Job
Retype the whole discussion of pointer multiplication in C word for word, without changing anything.

══ Text block ══

Keith said:
August Derleth said:
Kevin Goodsell wrote:
[...]
The question Ben is asking is, what would you propose pointer
multiplication do? How would you define the operation? I can't think
of any way in which multiplying a pointer by any other value would
be useful or even meaningful.
The way I reason is like this: If I take i and assign an address to it
(that is, I make it a pointer), i is the name of a block of memory
that holds a certain string of bits or trits or decimal digits that
compose that address. At this layer of abstraction, it's no different
from an int or a float. Since I can multiply two ints and stand a good
chance at getting a meaningful result, why not two pointers? Or an int
and a pointer?
Because you *can't* multiply two pointers, or an int and a pointer,
and stand a chance at getting a meaningful result.
Which doesn't stop BCPL, for instance.
Pointers are not integers. Pointer arithmetic in C is not defined in
terms of treating the bit patterns composing the pointer values as
integers and performing integer arithmetic on them; it's defined in
terms of what object the resulting pointer value points to.
I know that. I am satisfied with the existing pointer arithmetic,
acutally, even though I posited my remarks from the perspective of
changing it.
For example, if p is a pointer, the machine-level operations that are
performed to evaluate the expression (p + 4) depend on the type of p.
If p is a char*, (p + 4) points to a location 4 bytes "after" the
location pointed to by p; if p is an int*, (p + 4) points
4*sizeof(int) bytes "after" the location pointed to by p. If p is a
void*, the expression (p + 4) is illegal (though some compilers may
support it as a language extension (unwisely, IMHO)).

═══
══ Collected data ══

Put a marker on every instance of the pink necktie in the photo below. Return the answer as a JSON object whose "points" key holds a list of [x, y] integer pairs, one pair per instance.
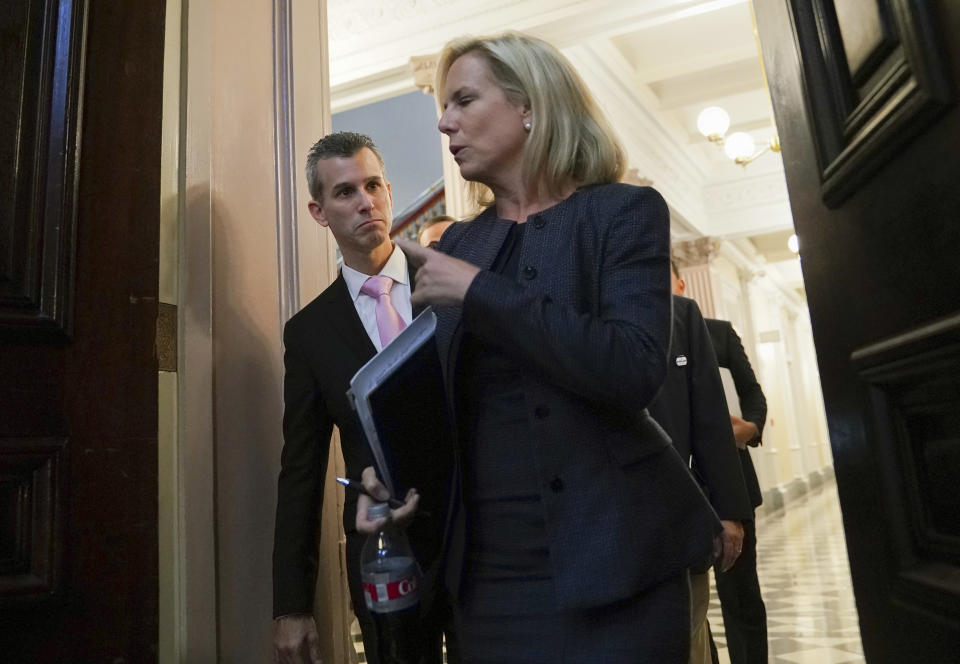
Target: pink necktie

═══

Exercise answer
Keith said:
August Derleth said:
Kevin Goodsell wrote:
[...]
The question Ben is asking is, what would you propose pointer
multiplication do? How would you define the operation? I can't think
of any way in which multiplying a pointer by any other value would
be useful or even meaningful.
The way I reason is like this: If I take i and assign an address to it
(that is, I make it a pointer), i is the name of a block of memory
that holds a certain string of bits or trits or decimal digits that
compose that address. At this layer of abstraction, it's no different
from an int or a float. Since I can multiply two ints and stand a good
chance at getting a meaningful result, why not two pointers? Or an int
and a pointer?
Because you *can't* multiply two pointers, or an int and a pointer,
and stand a chance at getting a meaningful result.
Which doesn't stop BCPL, for instance.
Pointers are not integers. Pointer arithmetic in C is not defined in
terms of treating the bit patterns composing the pointer values as
integers and performing integer arithmetic on them; it's defined in
terms of what object the resulting pointer value points to.
I know that. I am satisfied with the existing pointer arithmetic,
acutally, even though I posited my remarks from the perspective of
changing it.
For example, if p is a pointer, the machine-level operations that are
performed to evaluate the expression (p + 4) depend on the type of p.
If p is a char*, (p + 4) points to a location 4 bytes "after" the
location pointed to by p; if p is an int*, (p + 4) points
4*sizeof(int) bytes "after" the location pointed to by p. If p is a
void*, the expression (p + 4) is illegal (though some compilers may
support it as a language extension (unwisely, IMHO)).